● **Aim of the exercise**: Copy out every line of the data below that contains the word "fireplace".

● **Given data**:

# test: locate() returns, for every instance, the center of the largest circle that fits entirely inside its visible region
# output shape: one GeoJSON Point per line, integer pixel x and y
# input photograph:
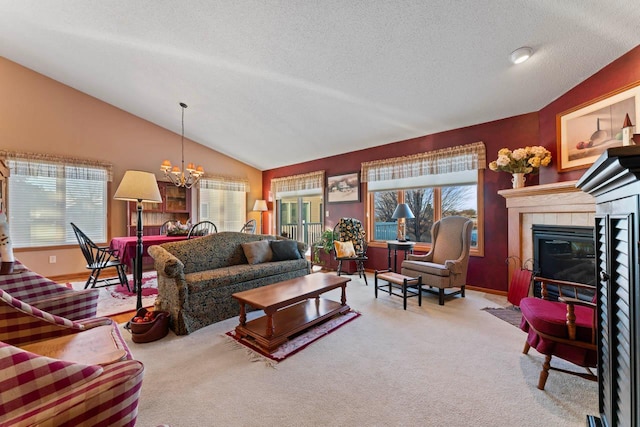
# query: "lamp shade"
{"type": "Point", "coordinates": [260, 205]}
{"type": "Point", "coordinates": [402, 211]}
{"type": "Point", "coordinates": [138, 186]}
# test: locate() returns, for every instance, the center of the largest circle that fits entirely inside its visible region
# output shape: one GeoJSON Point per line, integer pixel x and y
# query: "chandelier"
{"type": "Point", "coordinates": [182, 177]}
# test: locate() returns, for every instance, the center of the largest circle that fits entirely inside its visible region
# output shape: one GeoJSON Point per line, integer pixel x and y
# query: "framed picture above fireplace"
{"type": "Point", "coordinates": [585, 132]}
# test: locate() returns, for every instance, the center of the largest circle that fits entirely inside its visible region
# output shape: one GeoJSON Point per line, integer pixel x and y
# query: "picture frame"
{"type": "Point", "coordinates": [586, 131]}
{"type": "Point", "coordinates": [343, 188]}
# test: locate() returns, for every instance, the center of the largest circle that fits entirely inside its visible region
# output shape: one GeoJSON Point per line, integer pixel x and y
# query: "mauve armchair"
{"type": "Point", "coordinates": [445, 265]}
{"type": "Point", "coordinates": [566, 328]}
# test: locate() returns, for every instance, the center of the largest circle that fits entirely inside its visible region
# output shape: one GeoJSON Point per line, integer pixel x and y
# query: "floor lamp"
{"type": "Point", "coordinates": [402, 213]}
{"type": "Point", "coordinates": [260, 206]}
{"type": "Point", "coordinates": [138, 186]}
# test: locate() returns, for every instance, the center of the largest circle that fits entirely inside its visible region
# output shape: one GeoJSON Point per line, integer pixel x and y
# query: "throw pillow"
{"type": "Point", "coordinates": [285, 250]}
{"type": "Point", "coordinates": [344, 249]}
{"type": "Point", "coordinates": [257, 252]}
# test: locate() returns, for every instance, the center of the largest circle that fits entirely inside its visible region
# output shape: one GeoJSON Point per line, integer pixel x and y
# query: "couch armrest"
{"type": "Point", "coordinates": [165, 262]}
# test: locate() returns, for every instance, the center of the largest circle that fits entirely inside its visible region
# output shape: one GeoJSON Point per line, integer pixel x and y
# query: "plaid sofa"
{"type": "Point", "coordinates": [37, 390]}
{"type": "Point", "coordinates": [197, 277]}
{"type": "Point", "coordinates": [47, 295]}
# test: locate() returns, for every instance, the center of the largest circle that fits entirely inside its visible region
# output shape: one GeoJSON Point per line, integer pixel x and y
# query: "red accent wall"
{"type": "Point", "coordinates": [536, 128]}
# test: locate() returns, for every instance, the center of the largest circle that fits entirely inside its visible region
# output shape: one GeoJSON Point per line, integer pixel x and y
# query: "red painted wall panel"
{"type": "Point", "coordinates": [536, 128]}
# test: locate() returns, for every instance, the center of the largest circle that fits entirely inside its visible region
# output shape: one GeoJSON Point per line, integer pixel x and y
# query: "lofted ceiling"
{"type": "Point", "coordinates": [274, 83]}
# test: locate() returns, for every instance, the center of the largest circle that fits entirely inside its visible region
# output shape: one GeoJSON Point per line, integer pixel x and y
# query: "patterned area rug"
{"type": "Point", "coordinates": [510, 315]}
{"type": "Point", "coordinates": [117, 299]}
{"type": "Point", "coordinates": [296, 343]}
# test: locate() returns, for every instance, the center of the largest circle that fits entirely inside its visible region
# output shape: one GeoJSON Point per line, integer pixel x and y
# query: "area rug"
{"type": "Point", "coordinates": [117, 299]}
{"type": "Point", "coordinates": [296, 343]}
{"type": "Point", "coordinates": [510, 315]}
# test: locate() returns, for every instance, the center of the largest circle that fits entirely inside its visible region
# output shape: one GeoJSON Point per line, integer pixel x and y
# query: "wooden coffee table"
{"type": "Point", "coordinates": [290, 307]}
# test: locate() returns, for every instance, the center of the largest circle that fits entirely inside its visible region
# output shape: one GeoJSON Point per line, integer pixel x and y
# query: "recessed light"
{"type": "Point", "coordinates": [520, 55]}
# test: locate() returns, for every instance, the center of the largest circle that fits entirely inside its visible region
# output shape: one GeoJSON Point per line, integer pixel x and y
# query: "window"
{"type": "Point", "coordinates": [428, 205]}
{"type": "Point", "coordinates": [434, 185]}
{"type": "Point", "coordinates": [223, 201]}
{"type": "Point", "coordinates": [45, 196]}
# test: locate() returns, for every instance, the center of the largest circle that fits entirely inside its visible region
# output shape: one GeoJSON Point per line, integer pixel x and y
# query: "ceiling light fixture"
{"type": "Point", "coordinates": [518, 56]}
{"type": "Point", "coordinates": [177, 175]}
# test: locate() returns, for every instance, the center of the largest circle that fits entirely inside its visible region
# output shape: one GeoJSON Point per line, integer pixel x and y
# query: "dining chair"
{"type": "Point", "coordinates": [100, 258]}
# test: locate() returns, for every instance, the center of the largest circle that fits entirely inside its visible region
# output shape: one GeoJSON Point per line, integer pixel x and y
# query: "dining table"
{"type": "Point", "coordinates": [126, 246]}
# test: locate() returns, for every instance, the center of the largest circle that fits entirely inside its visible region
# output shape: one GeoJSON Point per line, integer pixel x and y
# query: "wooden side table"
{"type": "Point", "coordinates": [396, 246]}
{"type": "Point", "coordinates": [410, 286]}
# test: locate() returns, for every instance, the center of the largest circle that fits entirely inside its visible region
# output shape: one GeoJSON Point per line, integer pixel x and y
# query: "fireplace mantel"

● **Written response**:
# query: "framed picture above fireplace"
# query: "fireplace mantel"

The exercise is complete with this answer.